Pantau - Sejumlah kasus keracunan makanan siap saji dalam Program Makan Bergizi Gratis (MBG) di berbagai daerah, termasuk Jember, memicu perhatian akademisi Fakultas Teknologi Pertanian Universitas Jember (Unej), Dr Nurhayati, yang menilai perlu ada penelusuran menyeluruh terhadap titik kritis penyebab keracunan.
Potensi Penyebab Keracunan
Dr Nurhayati menyatakan, "Saya prihatin dengan maraknya kasus keracunan akibat pangan siap saji yang dialami pelajar dalam Program MBG di sejumlah daerah, termasuk di Kabupaten Jember."
Menurutnya, penyebab keracunan dapat berasal dari paparan bahan kimia seperti residu pestisida, toksin mikroba, pangan segar yang tidak dicuci dengan baik, hingga proses memasak yang tidak cukup panas.
"Pangan segar yang diolah tanpa melalui proses pencucian yang baik memungkinkan terjadinya kontaminasi bahan kimia maupun kontaminasi mikroba. Begitu pula proses memasak yang kurang cukup panas maka berpotensi tumbuhnya mikroba perusak maupun patogen," ungkapnya.
Bahan pangan yang rusak oleh mikroba bisa menimbulkan bau busuk dan berbahaya jika menghasilkan toksin, seperti enterotoksin, botulin, atau senyawa kimia H₂S.

----

Arahan Tugas 1 => Dalam artikel tentang keracunan pangan Program MBG di atas, kalimat yang diawali "Menurutnya, penyebab keracunan" menyebutkan beberapa kemungkinan penyebab keracunan. Sebutkan semuanya.
Arahan Tugas 2 => Teruskan artikel tentang keracunan pangan Program MBG di atas, dimulai tepat setelah kalimat terakhirnya.

Data Mentah =>

----

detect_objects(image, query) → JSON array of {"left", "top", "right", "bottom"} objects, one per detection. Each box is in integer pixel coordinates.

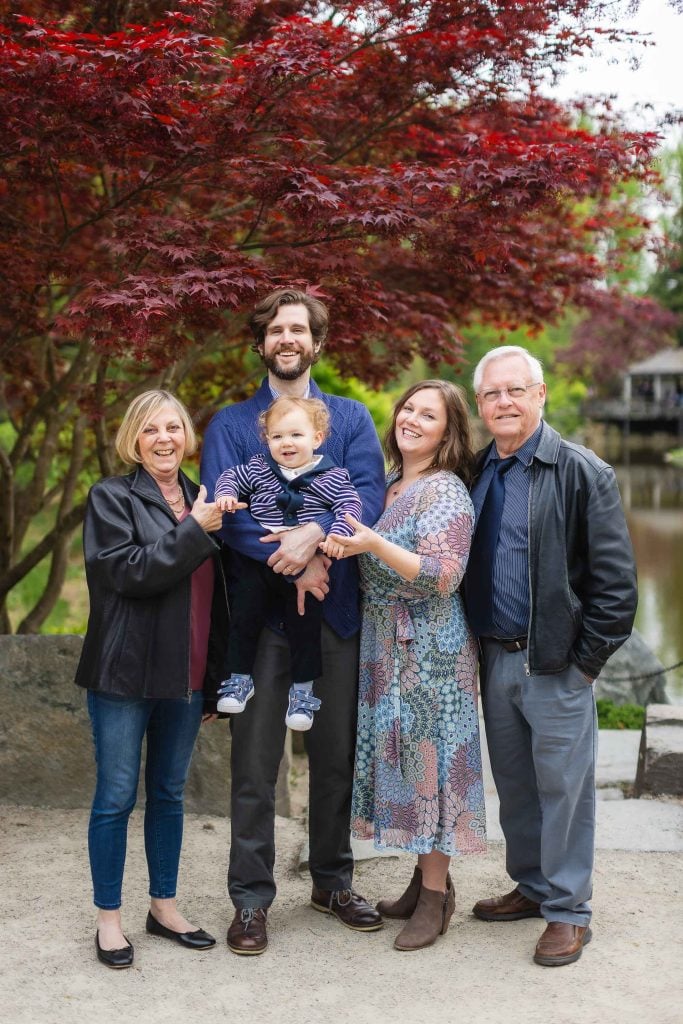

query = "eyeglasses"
[{"left": 478, "top": 381, "right": 543, "bottom": 406}]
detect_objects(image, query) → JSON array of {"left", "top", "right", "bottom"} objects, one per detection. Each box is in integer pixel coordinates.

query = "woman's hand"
[
  {"left": 189, "top": 484, "right": 223, "bottom": 534},
  {"left": 321, "top": 513, "right": 381, "bottom": 558},
  {"left": 318, "top": 535, "right": 344, "bottom": 558}
]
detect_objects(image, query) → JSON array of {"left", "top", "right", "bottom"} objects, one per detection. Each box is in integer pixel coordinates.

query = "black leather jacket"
[
  {"left": 76, "top": 466, "right": 228, "bottom": 711},
  {"left": 477, "top": 422, "right": 638, "bottom": 679}
]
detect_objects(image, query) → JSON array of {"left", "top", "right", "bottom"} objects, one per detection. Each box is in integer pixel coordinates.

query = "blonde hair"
[
  {"left": 114, "top": 390, "right": 197, "bottom": 466},
  {"left": 258, "top": 395, "right": 330, "bottom": 440}
]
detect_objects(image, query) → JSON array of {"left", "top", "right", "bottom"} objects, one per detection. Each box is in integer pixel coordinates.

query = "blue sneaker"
[
  {"left": 216, "top": 673, "right": 254, "bottom": 715},
  {"left": 285, "top": 686, "right": 321, "bottom": 732}
]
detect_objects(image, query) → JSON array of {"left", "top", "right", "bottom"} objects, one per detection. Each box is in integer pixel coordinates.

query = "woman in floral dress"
[{"left": 323, "top": 380, "right": 485, "bottom": 949}]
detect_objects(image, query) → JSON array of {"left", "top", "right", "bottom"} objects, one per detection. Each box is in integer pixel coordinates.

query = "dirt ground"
[{"left": 0, "top": 807, "right": 683, "bottom": 1024}]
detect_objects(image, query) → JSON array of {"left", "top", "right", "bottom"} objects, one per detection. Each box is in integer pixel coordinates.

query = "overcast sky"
[{"left": 551, "top": 0, "right": 683, "bottom": 145}]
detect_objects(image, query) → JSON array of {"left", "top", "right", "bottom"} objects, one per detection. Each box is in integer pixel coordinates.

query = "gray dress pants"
[
  {"left": 227, "top": 623, "right": 358, "bottom": 909},
  {"left": 481, "top": 640, "right": 598, "bottom": 926}
]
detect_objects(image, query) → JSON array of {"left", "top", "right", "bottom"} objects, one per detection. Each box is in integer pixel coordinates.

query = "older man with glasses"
[{"left": 465, "top": 345, "right": 637, "bottom": 967}]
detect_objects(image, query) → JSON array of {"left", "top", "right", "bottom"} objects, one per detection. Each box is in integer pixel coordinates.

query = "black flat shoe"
[
  {"left": 144, "top": 912, "right": 216, "bottom": 949},
  {"left": 95, "top": 932, "right": 133, "bottom": 971}
]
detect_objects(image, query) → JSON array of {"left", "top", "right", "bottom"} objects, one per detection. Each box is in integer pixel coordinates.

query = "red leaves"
[{"left": 0, "top": 0, "right": 671, "bottom": 380}]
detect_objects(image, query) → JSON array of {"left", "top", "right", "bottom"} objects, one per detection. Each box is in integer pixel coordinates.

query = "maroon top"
[{"left": 178, "top": 506, "right": 214, "bottom": 690}]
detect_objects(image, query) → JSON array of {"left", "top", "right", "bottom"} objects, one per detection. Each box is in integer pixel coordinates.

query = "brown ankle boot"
[
  {"left": 393, "top": 880, "right": 456, "bottom": 950},
  {"left": 377, "top": 867, "right": 451, "bottom": 921},
  {"left": 377, "top": 867, "right": 422, "bottom": 920}
]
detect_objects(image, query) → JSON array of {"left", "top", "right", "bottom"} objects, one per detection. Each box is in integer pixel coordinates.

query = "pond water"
[{"left": 614, "top": 464, "right": 683, "bottom": 703}]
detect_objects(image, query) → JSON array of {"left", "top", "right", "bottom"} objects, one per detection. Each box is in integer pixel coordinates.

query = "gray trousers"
[
  {"left": 481, "top": 640, "right": 597, "bottom": 926},
  {"left": 227, "top": 623, "right": 358, "bottom": 909}
]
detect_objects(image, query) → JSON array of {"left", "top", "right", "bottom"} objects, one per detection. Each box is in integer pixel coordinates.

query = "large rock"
[
  {"left": 595, "top": 630, "right": 669, "bottom": 705},
  {"left": 0, "top": 636, "right": 290, "bottom": 816},
  {"left": 635, "top": 705, "right": 683, "bottom": 797}
]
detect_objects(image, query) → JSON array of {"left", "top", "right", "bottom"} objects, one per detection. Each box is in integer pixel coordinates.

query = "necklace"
[{"left": 162, "top": 484, "right": 185, "bottom": 518}]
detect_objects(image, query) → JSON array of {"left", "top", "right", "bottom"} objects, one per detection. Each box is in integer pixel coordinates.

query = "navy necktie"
[{"left": 465, "top": 456, "right": 515, "bottom": 637}]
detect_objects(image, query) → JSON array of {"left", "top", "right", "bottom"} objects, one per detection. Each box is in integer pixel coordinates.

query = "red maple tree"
[{"left": 0, "top": 0, "right": 671, "bottom": 632}]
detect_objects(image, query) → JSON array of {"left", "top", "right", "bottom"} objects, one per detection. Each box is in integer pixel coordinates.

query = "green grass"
[{"left": 595, "top": 699, "right": 645, "bottom": 729}]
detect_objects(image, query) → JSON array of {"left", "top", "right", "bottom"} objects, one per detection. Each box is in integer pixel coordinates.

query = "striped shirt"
[
  {"left": 472, "top": 424, "right": 543, "bottom": 637},
  {"left": 214, "top": 455, "right": 362, "bottom": 537}
]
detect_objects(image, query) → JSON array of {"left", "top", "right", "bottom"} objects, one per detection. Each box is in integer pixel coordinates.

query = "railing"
[{"left": 582, "top": 397, "right": 683, "bottom": 423}]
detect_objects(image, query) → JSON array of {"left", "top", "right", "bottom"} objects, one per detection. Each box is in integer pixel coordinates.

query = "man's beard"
[{"left": 261, "top": 352, "right": 317, "bottom": 381}]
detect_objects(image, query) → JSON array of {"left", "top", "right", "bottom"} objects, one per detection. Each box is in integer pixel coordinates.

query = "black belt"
[{"left": 481, "top": 637, "right": 528, "bottom": 653}]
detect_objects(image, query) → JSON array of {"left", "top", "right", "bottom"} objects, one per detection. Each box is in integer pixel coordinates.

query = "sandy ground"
[{"left": 0, "top": 807, "right": 683, "bottom": 1024}]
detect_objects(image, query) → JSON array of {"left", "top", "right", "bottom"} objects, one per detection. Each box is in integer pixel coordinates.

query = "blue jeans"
[{"left": 88, "top": 690, "right": 204, "bottom": 910}]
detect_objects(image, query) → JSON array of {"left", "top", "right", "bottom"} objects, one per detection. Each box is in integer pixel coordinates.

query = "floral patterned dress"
[{"left": 351, "top": 471, "right": 485, "bottom": 856}]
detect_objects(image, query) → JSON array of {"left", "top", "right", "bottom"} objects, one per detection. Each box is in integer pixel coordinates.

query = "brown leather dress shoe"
[
  {"left": 227, "top": 907, "right": 268, "bottom": 956},
  {"left": 533, "top": 921, "right": 593, "bottom": 967},
  {"left": 472, "top": 889, "right": 541, "bottom": 921},
  {"left": 310, "top": 886, "right": 384, "bottom": 932}
]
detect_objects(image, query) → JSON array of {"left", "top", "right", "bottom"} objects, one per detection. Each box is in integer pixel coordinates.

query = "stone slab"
[{"left": 636, "top": 705, "right": 683, "bottom": 797}]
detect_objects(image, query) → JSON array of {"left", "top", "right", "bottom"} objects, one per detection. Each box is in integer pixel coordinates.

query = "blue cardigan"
[{"left": 202, "top": 378, "right": 385, "bottom": 637}]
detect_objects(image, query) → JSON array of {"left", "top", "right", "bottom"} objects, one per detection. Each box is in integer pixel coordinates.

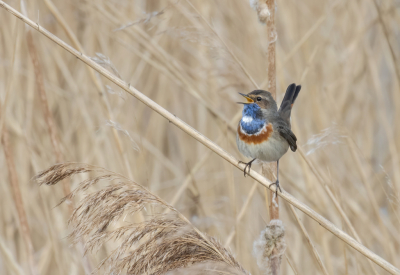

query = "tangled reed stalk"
[{"left": 35, "top": 163, "right": 249, "bottom": 274}]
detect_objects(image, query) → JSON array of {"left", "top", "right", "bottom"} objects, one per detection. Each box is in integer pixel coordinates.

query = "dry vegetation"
[{"left": 0, "top": 0, "right": 400, "bottom": 275}]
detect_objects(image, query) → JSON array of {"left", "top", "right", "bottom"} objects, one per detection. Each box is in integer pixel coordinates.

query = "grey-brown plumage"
[{"left": 236, "top": 83, "right": 301, "bottom": 194}]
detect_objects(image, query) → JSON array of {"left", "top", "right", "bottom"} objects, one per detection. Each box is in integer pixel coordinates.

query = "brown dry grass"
[{"left": 0, "top": 0, "right": 400, "bottom": 274}]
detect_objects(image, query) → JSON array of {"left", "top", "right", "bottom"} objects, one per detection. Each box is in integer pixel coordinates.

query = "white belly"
[{"left": 236, "top": 135, "right": 289, "bottom": 162}]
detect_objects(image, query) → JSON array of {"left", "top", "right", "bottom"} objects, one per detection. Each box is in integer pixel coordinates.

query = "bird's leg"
[
  {"left": 269, "top": 159, "right": 282, "bottom": 196},
  {"left": 239, "top": 159, "right": 256, "bottom": 176}
]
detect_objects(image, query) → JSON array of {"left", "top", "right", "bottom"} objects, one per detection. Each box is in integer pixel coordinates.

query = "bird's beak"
[{"left": 238, "top": 93, "right": 254, "bottom": 104}]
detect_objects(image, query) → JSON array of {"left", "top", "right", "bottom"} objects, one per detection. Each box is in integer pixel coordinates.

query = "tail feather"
[{"left": 278, "top": 83, "right": 301, "bottom": 123}]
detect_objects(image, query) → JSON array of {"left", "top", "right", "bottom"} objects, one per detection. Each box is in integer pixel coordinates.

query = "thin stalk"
[{"left": 0, "top": 4, "right": 400, "bottom": 275}]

----

Jawaban Tertulis 1 =>
- Paparan bahan kimia seperti residu pestisida
- Toksin mikroba
- Pangan segar yang tidak dicuci dengan baik
- Proses memasak yang tidak cukup panas

Jawaban Tertulis 2 =>
"H₂S memiliki bau telur busuk yang menyengat dan beracun. Keberadaan sel mikroba hidup juga bisa menyebabkan penyakit seperti diare, tipus, kolera dan lainnya," jelasnya.
Mikroba patogen yang berpotensi menyebabkan keracunan antara lain Salmonella spp., E. coli, Staphylococcus aureus, Bacillus cereus, hingga Listeria monocytogenes.
Selain itu, alat dan bahan yang tidak dicuci bersih juga meningkatkan risiko kontaminasi, termasuk oleh bakteri E. coli dan Salmonella sp.
"Proses memasak makanan yang tidak matang sempurna bisa menjadi sumber bakteri patogen masih hidup terutama pangan kaya protein seperti daging dan ikan," tambahnya.
Titik Kritis dalam Penyajian Makanan
Dr Nurhayati menjelaskan, panas berlebih dapat merusak nutrisi seperti vitamin C, sedangkan penyimpanan makanan pada suhu ruang 5–60 derajat Celcius justru masuk dalam zona bahaya.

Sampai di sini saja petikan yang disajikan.